>> Start Raw records

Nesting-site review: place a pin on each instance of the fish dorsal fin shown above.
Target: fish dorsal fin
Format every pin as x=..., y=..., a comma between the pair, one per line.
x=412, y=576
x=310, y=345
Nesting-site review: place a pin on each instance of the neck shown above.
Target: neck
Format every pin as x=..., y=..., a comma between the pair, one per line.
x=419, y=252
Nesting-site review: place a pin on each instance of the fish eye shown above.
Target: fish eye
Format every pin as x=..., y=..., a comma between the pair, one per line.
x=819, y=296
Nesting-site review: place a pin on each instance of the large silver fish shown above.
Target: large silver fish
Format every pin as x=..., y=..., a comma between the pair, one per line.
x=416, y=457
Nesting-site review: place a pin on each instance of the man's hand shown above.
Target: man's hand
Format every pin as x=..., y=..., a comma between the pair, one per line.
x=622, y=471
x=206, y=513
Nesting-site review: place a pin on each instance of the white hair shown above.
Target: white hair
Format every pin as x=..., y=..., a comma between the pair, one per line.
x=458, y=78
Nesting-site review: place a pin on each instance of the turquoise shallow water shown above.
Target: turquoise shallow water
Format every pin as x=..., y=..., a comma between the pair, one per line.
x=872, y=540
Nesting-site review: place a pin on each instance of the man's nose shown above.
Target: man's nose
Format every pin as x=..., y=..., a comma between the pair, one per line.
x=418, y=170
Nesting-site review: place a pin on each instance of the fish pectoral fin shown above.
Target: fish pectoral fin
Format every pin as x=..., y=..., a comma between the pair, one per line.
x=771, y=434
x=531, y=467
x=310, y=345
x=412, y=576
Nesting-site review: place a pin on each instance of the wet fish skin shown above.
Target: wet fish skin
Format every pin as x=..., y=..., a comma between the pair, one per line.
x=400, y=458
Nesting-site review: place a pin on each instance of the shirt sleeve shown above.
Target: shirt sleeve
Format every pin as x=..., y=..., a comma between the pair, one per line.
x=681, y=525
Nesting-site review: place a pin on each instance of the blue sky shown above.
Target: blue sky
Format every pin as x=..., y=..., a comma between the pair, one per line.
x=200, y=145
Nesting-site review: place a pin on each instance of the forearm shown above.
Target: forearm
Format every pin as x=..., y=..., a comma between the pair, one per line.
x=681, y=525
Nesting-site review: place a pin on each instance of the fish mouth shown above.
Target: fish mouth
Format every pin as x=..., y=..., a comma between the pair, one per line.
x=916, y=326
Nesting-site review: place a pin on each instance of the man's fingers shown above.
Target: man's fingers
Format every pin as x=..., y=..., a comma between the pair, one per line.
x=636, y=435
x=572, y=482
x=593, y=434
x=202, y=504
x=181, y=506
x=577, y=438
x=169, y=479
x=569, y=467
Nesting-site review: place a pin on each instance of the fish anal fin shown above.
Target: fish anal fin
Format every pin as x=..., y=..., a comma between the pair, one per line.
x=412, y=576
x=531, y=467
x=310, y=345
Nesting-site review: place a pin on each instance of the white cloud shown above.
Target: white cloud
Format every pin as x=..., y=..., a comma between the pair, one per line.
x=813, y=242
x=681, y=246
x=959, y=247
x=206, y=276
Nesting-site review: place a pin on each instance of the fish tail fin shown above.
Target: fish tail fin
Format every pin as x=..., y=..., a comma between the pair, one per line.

>> End Raw records

§ Problem details:
Lay out the lines of the items above as a numbered list, with the blank lines dropped.

§ Response to this task:
1. Nesting-site review: place a pin on each instance of the fish dorsal fin shown above.
2. Target: fish dorsal fin
3. Format every pin as x=..., y=..., a comma between the pair, one per line.
4. x=412, y=576
5. x=310, y=345
6. Nesting-site review: place a pin on each instance of the neck shown above.
7. Target: neck
8. Format every pin as x=..., y=..., a comma between the pair, one per line.
9. x=419, y=252
10. Nesting-site review: place a pin on each instance of the fish eye shown above.
11. Target: fish eye
12. Format every pin as x=..., y=..., a comma between the pair, one per line.
13. x=819, y=296
14. Nesting-site review: place a pin on each instance of the large silver fish shown above.
15. Target: large silver fish
16. Format every pin as x=..., y=..., a comma between the pair, one per line.
17. x=416, y=457
18. Nesting-site review: place a pin on each instance of the man's hand shown above.
19. Target: man's hand
20. Format every pin as x=..., y=..., a comma between the pair, one per line.
21. x=622, y=471
22. x=206, y=513
23. Nesting-site review: place a pin on each instance of the white hair shown above.
24. Target: white hair
25. Format every pin as x=..., y=..., a comma between the pair, one per line.
26. x=458, y=78
27. Nesting-site review: place a pin on each instance of the turquoise shallow water shown above.
28. Target: turquoise shallow water
29. Format every pin as x=..., y=..., a comma between the pair, one per line.
30. x=872, y=540
31. Nesting-site review: place a pin on each instance of the man's nose shown above.
32. Target: man's nose
33. Format every pin as x=..., y=..., a comma between the pair, one per line.
34. x=418, y=170
35. Nesting-site review: place a pin on each instance of the fish pectoral fin shown above.
36. Target: fish pectoral fin
37. Format every pin as x=..., y=..., a comma between the pair, one per line.
38. x=771, y=434
39. x=531, y=467
40. x=310, y=345
41. x=412, y=576
42. Nesting-site review: place a pin on each instance of the wet fish skin shown above.
43. Target: wet fish skin
44. Format every pin as x=..., y=..., a comma between the pair, one per line.
45. x=400, y=458
46. Nesting-site review: place a pin on each instance of the shirt sleeve shown above.
47. Target: shirt sleeve
48. Format every pin as x=..., y=..., a comma between the pair, one per line.
49. x=681, y=525
50. Nesting-site review: place a pin on each instance of the blue sky shown above.
51. Target: blue sky
52. Format every pin as x=..., y=..., a comma between the pair, one per line.
53. x=200, y=145
54. Nesting-site review: place a pin on each instance of the forearm shown above.
55. Target: forearm
56. Format every pin as x=..., y=..., a comma between the pair, one per line.
57. x=681, y=525
58. Nesting-site review: place a pin on each instance of the fish mouth shown above.
59. Target: fish mouth
60. Format every pin as x=..., y=..., a comma between the pair, one per line.
61. x=916, y=326
62. Nesting-site review: place a pin on each instance of the man's fingers shown above.
63. Target: man's fingers
64. Format every pin as x=..., y=..., a comma between the pair, one per line.
65. x=636, y=435
66. x=572, y=482
67. x=593, y=434
68. x=202, y=504
69. x=181, y=506
70. x=577, y=438
71. x=169, y=479
72. x=569, y=467
73. Nesting-site review: place a pin on each instance of the fish anal fin shown above.
74. Target: fish anal fin
75. Format every pin as x=..., y=..., a comma between the pair, one per line.
76. x=412, y=576
77. x=531, y=467
78. x=310, y=345
79. Nesting-site review: place a pin on each instance of the white cloud shown above.
80. Target: white cloud
81. Format every pin as x=..., y=..., a comma between the pair, one per line.
82. x=813, y=242
83. x=681, y=246
84. x=959, y=247
85. x=206, y=276
86. Nesting-site review: place a pin on each instance of the fish tail fin shown above.
87. Target: fish tail fin
88. Format every pin as x=..., y=..., a comma between the pair, one per line.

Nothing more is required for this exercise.